* [Task list]:
A: Identify every figure or group of figures that the passage below on the Kilteel chancel arch lists among the arch's carvings.
B: From the passage below on the Kilteel chancel arch, reproduce the text from the words "The only Romanesque" up to and including the words "these things end.".

* [Passage to read]:
==========

The only Romanesque arch in Ireland with figure sculpture
The chancel arch
The carved stones from the church at Kilteel are not like anything else in the country. The 12th-century decorated chancel arch includes figures of Adam and Eve, David with the head of Goliath, Samson and the lion, an acrobat, two bearded faces, and figures embracing. Romanesque decoration in Ireland ran mostly to geometric patterns; figure sculpture was rare. At some point the stones were removed from the church and ended up built into a farmhouse adjoining the castle — where they stayed until 1935, when Harold Leask, then Inspector of National Monuments, had them recovered and reinstalled. They are now back in place, which is not always how these things end.

==========

* [Entries provided]:
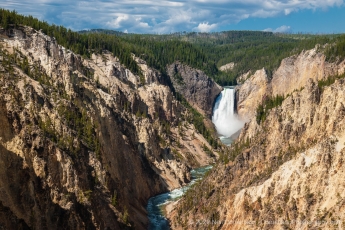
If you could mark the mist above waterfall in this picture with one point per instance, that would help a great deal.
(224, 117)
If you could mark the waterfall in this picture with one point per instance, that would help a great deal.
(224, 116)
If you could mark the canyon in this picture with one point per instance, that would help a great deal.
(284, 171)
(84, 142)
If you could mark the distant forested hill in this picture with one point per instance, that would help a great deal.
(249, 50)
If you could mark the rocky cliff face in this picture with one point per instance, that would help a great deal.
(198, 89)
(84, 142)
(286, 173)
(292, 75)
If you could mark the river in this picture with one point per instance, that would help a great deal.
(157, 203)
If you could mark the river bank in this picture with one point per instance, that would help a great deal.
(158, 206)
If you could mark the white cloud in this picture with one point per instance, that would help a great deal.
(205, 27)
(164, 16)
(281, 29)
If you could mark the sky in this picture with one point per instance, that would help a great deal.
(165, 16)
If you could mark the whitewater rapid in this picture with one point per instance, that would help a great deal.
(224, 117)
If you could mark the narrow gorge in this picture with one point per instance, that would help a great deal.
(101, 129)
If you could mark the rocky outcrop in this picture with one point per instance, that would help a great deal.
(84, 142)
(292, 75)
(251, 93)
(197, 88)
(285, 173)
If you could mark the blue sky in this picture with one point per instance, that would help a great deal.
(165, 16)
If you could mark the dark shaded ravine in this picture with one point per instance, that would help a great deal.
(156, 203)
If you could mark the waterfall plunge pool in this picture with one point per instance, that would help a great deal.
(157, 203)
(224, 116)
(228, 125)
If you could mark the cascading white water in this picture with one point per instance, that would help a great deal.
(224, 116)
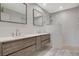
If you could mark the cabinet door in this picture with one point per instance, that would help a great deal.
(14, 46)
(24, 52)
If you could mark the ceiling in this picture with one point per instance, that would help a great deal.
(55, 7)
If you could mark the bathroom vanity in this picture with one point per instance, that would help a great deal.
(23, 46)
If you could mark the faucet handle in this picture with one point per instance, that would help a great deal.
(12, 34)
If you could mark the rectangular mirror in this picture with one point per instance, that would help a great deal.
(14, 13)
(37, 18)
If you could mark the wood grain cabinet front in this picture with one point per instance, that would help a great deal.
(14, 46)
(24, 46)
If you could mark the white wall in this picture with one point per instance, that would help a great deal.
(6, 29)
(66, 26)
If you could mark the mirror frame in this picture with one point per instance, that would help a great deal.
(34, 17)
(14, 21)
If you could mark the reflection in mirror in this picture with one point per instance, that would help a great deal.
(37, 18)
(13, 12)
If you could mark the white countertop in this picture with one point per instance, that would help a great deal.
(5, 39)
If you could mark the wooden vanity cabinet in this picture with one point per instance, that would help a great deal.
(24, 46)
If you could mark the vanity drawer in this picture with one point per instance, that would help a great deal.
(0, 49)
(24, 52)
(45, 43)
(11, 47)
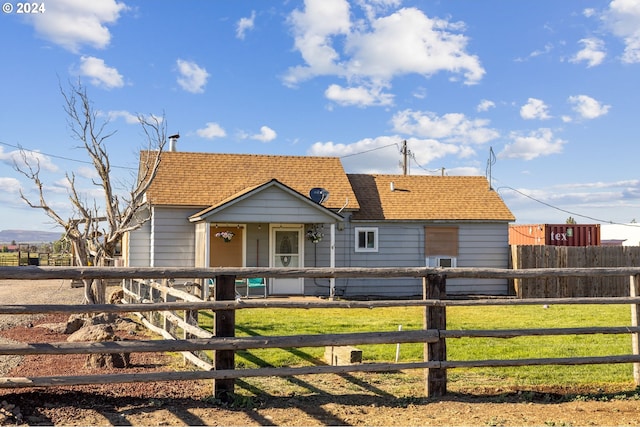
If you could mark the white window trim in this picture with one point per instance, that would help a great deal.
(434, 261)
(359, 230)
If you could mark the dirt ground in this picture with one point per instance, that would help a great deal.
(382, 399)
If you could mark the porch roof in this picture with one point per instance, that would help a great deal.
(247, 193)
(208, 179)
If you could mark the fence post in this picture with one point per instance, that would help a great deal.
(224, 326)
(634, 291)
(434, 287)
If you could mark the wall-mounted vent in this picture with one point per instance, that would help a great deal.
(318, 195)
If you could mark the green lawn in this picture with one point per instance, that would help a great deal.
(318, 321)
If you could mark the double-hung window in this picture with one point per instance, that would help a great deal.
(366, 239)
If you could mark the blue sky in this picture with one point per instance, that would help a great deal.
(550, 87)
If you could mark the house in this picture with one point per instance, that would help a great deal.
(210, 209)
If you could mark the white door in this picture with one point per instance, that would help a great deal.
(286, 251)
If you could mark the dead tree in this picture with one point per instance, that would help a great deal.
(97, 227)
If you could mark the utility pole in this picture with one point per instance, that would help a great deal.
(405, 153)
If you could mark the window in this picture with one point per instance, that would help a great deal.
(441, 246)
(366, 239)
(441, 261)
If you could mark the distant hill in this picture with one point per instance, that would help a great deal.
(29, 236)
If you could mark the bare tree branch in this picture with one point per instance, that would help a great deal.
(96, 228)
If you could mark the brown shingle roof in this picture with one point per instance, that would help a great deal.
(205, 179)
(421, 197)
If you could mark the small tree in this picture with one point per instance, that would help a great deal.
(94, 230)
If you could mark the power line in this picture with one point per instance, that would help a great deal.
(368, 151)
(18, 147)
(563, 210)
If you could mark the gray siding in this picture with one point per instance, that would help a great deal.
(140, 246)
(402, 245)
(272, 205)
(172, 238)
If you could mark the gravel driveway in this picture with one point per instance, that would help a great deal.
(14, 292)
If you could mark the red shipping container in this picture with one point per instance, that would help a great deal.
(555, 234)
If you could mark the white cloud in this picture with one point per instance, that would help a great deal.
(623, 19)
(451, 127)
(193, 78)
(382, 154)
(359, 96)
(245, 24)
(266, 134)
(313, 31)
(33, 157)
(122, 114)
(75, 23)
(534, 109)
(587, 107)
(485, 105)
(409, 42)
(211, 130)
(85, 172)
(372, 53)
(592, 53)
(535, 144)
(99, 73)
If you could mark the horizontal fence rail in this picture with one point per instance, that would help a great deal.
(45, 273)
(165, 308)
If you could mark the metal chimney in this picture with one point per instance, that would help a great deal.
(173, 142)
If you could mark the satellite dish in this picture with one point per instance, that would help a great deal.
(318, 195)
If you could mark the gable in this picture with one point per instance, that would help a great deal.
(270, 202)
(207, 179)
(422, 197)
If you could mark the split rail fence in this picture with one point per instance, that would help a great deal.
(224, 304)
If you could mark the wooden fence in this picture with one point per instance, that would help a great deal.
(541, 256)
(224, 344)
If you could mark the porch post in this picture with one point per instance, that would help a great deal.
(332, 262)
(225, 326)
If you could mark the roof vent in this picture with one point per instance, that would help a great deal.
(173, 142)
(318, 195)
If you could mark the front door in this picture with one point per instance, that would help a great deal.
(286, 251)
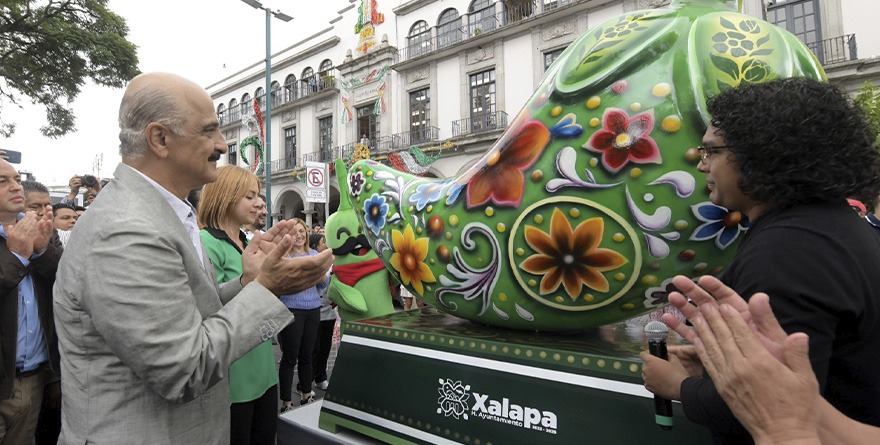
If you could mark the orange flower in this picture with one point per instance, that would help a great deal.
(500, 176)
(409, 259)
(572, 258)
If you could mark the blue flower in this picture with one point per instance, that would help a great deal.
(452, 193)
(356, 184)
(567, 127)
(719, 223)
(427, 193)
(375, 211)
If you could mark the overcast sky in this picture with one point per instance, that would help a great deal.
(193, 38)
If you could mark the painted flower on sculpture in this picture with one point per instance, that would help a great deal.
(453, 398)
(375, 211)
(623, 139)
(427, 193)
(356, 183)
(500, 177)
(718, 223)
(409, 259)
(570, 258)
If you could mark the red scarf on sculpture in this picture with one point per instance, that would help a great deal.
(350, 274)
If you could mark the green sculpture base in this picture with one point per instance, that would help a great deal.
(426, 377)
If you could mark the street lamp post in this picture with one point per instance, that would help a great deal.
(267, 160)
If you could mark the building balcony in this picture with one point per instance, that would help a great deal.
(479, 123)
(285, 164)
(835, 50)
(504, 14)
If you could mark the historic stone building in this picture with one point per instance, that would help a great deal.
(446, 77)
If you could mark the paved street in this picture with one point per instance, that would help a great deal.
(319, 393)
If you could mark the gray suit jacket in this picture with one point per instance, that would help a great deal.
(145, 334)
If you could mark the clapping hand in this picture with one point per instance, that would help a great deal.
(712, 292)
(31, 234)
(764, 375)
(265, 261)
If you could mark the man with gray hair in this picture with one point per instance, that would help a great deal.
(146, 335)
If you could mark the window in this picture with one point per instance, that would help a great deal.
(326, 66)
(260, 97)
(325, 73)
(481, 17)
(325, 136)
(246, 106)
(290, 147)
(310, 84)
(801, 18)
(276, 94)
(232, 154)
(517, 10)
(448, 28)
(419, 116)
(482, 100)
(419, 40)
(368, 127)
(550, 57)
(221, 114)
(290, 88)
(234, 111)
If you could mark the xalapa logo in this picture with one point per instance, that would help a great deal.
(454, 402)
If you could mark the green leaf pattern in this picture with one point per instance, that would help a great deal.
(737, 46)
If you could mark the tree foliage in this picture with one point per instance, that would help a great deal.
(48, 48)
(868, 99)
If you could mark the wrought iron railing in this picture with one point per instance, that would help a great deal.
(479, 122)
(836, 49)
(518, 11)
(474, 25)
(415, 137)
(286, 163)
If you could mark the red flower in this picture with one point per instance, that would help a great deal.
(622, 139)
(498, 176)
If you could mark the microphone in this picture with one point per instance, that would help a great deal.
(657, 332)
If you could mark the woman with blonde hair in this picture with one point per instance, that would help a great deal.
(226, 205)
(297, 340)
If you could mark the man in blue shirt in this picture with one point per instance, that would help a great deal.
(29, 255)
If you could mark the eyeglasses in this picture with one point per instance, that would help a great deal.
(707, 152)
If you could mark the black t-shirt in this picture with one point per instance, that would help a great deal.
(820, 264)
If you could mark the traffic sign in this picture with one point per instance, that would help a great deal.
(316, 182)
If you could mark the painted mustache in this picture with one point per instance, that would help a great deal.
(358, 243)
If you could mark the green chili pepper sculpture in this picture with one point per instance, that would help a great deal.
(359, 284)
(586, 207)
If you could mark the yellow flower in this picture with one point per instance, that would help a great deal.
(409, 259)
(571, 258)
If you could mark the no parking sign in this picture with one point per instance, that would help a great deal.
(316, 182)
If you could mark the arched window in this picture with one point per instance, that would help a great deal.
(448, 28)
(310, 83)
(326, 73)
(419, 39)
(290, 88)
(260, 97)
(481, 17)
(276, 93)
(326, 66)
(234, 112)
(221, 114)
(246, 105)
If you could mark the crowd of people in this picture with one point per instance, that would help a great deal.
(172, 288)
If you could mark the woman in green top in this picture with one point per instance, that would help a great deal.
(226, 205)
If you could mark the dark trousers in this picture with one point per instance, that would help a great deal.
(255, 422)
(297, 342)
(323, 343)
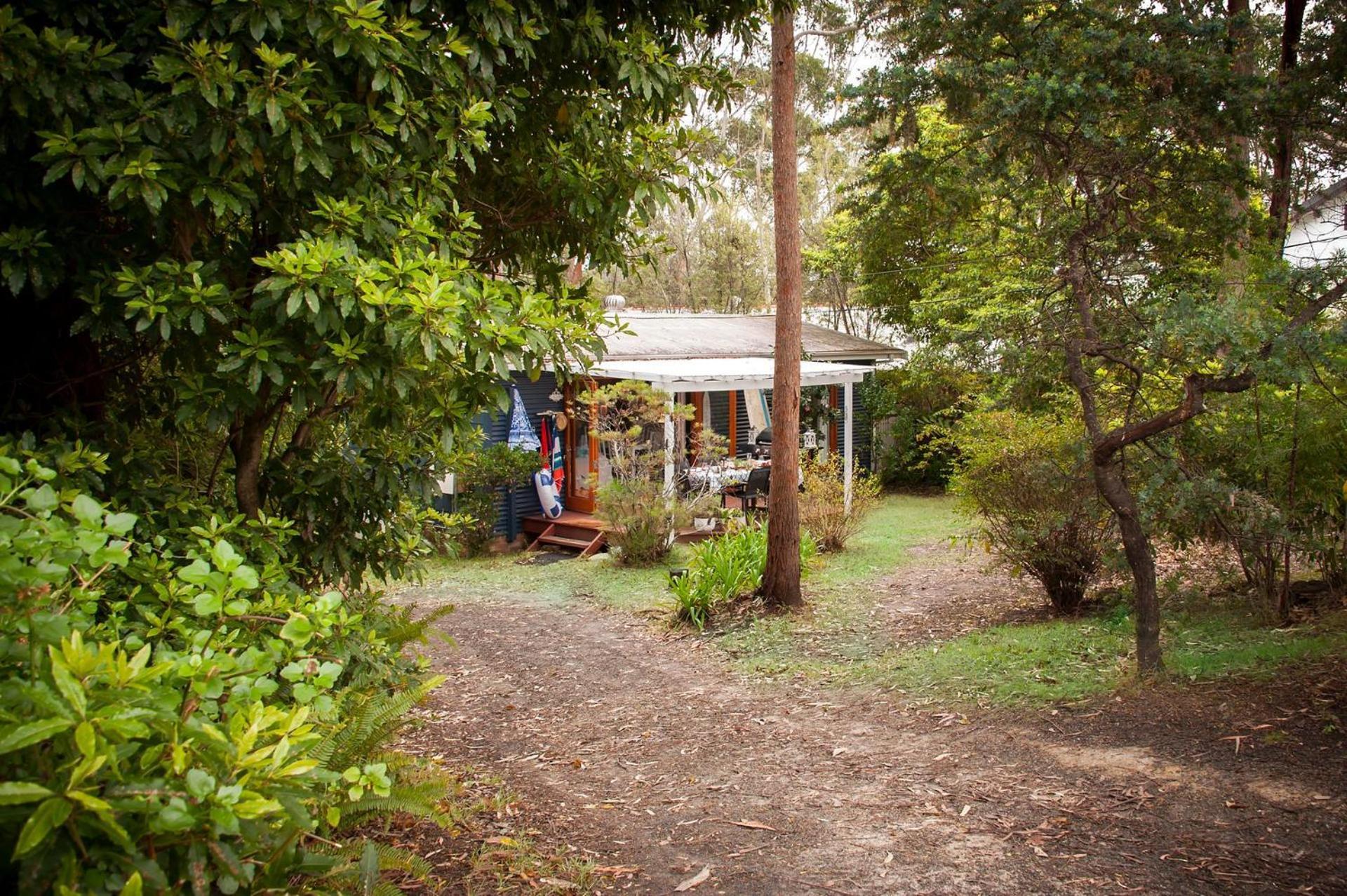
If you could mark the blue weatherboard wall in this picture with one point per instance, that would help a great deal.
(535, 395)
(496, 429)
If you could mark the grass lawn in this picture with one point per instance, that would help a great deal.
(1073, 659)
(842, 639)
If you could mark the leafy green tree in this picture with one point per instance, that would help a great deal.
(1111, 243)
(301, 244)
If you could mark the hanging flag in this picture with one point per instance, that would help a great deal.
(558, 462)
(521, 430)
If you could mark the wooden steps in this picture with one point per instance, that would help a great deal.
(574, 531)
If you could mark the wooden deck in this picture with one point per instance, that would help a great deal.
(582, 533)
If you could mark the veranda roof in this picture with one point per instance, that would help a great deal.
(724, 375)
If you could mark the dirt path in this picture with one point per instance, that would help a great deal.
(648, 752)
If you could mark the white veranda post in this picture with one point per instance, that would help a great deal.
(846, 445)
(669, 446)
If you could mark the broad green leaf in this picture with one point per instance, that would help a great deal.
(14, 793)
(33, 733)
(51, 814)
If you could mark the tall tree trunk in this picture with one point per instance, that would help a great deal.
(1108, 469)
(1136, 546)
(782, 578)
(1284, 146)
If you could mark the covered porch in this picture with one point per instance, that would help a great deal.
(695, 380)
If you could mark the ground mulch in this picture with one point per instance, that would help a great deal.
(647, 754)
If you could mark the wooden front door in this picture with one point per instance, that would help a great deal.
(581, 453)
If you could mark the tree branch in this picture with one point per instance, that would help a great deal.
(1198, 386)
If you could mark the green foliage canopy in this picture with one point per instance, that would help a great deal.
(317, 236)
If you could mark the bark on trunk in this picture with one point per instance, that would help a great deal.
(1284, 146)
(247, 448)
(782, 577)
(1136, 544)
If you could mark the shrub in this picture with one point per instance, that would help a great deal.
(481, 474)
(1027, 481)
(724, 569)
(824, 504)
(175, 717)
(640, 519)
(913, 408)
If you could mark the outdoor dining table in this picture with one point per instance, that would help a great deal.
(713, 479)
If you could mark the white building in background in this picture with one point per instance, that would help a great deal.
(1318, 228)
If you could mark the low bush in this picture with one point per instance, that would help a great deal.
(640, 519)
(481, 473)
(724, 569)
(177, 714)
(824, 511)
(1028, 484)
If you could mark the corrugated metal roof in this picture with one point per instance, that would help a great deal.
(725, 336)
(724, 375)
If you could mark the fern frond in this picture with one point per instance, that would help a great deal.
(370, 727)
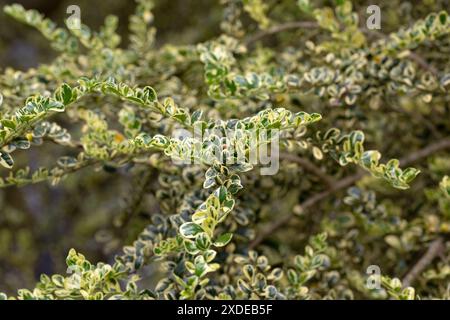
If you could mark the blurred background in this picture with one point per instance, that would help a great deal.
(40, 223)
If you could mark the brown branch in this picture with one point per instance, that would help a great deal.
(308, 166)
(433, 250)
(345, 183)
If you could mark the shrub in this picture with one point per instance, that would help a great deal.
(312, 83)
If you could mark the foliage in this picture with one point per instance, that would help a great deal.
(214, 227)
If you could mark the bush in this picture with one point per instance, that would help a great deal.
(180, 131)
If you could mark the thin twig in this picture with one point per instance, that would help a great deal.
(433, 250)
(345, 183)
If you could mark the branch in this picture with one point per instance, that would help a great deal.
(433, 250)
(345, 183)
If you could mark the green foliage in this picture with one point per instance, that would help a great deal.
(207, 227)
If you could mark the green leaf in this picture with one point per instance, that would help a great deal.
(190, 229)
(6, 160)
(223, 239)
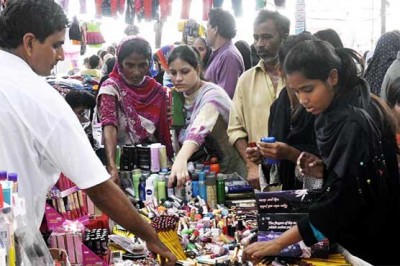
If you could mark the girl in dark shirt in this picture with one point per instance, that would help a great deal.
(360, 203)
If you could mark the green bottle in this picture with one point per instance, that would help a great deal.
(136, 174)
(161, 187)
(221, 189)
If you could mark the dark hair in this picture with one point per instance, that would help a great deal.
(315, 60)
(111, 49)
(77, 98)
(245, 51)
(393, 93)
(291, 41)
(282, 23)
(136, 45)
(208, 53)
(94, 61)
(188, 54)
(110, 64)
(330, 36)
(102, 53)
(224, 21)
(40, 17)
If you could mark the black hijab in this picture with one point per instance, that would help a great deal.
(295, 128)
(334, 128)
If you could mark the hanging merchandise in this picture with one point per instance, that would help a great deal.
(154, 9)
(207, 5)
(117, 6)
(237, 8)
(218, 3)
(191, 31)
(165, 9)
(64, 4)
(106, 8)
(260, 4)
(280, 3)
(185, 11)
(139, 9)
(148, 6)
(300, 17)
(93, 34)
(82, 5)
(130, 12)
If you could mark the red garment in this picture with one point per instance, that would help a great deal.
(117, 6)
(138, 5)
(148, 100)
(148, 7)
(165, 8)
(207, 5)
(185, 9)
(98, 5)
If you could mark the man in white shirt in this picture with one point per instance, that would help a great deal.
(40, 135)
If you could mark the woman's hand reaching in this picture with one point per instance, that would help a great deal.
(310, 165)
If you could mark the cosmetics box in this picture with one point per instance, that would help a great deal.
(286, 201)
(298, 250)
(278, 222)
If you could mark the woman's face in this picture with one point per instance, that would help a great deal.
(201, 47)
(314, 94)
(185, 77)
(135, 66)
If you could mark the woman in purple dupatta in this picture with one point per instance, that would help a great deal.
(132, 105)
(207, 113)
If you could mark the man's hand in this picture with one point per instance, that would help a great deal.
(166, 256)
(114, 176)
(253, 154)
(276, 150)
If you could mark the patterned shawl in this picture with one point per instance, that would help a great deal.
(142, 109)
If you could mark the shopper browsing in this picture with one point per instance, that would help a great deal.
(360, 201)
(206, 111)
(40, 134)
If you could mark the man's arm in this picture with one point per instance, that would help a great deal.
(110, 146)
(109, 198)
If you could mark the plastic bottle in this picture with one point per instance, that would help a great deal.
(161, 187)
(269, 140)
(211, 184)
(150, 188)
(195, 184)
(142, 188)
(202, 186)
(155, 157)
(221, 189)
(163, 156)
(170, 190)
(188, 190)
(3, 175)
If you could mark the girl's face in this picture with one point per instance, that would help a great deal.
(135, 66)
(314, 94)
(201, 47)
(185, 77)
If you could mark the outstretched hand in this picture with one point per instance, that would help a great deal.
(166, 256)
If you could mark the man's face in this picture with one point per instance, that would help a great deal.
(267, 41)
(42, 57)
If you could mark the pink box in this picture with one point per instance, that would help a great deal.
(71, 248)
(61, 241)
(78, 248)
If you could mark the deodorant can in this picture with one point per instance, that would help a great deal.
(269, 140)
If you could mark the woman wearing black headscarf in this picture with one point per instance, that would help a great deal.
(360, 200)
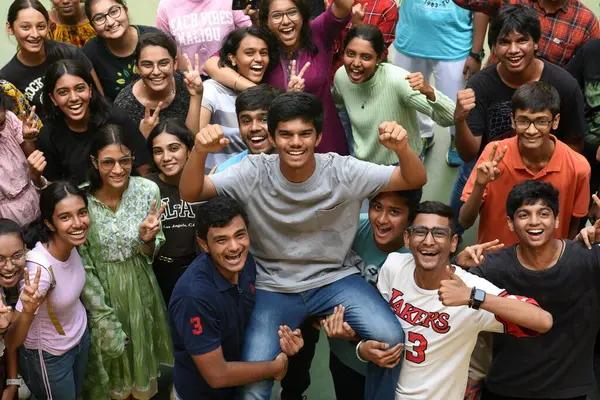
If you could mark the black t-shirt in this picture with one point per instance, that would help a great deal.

==========

* [Solution set]:
A:
- Adam and Eve
- David with the head of Goliath
- Samson and the lion
- an acrobat
- two bearded faces
- figures embracing

B:
The only Romanesque arch in Ireland with figure sculpture
The chancel arch
The carved stones from the church at Kilteel are not like anything else in the country. The 12th-century decorated chancel arch includes figures of Adam and Eve, David with the head of Goliath, Samson and the lion, an acrobat, two bearded faces, and figures embracing. Romanesque decoration in Ireland ran mostly to geometric patterns; figure sculpture was rare. At some point the stones were removed from the church and ended up built into a farmhouse adjoining the castle — where they stayed until 1935, when Harold Leask, then Inspector of National Monuments, had them recovered and reinstalled. They are now back in place, which is not always how these things end.